**RECORDED DATA**

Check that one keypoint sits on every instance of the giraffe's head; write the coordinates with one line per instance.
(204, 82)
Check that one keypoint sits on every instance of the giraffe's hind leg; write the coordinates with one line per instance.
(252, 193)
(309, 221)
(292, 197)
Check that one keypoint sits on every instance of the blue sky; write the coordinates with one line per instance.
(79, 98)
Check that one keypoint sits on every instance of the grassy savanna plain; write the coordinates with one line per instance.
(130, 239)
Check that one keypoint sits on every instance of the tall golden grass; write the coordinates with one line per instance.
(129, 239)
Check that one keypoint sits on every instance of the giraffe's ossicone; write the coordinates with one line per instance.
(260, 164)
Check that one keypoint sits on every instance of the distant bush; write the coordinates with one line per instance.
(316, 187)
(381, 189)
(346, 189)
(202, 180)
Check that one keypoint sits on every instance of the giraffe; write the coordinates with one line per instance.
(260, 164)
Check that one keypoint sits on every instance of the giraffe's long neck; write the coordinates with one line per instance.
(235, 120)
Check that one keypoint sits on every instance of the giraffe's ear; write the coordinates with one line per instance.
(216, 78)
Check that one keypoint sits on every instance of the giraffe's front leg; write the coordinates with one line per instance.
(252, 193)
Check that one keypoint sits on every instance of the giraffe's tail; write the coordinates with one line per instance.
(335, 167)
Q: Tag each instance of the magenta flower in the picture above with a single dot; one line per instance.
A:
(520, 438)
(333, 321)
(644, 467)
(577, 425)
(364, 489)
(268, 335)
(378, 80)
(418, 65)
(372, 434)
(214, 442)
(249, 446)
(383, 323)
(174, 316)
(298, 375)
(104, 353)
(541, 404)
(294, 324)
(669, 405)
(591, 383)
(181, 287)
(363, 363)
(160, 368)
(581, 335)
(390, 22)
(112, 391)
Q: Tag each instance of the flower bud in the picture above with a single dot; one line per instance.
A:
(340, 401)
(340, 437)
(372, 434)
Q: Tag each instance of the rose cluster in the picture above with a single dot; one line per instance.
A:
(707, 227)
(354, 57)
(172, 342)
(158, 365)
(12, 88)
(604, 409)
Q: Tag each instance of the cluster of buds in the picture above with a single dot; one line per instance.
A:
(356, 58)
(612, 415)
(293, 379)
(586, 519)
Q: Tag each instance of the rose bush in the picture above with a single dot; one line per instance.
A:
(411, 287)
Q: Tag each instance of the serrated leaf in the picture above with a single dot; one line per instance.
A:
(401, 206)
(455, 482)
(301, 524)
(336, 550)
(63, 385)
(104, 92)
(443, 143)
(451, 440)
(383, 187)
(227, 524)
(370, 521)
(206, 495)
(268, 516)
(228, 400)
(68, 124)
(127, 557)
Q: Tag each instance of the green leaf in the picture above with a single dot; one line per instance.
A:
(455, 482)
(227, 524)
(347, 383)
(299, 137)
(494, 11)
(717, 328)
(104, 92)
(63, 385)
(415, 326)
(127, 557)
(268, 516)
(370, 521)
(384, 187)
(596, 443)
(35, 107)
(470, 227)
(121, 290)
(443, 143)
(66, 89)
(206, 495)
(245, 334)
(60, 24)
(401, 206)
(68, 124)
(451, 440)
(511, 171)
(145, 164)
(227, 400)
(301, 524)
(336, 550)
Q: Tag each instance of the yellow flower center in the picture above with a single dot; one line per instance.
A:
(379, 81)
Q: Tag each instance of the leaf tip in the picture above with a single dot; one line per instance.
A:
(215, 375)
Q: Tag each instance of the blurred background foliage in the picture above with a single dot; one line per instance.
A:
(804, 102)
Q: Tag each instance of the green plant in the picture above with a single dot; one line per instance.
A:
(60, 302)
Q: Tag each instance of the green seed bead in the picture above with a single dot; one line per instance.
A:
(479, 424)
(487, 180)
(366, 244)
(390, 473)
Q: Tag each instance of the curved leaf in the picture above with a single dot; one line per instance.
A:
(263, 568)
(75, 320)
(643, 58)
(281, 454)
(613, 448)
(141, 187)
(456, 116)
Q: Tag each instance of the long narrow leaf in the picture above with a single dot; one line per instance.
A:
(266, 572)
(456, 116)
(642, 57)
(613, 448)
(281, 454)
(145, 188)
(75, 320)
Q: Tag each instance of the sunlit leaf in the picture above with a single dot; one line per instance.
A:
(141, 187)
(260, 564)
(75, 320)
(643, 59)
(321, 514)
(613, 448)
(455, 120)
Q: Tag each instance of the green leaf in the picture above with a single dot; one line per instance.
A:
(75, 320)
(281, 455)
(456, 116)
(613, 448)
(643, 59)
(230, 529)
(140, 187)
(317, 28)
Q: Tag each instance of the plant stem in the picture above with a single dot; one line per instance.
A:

**PROMPT**
Copy the material exactly as it stands, from the line that contains "Q: Tag each instance of the plant" through the end of the material, including both of those ends.

**COMPLETE OUTPUT**
Q: Tag each instance of the plant stem in the picture above with a single dot; one line per instance.
A:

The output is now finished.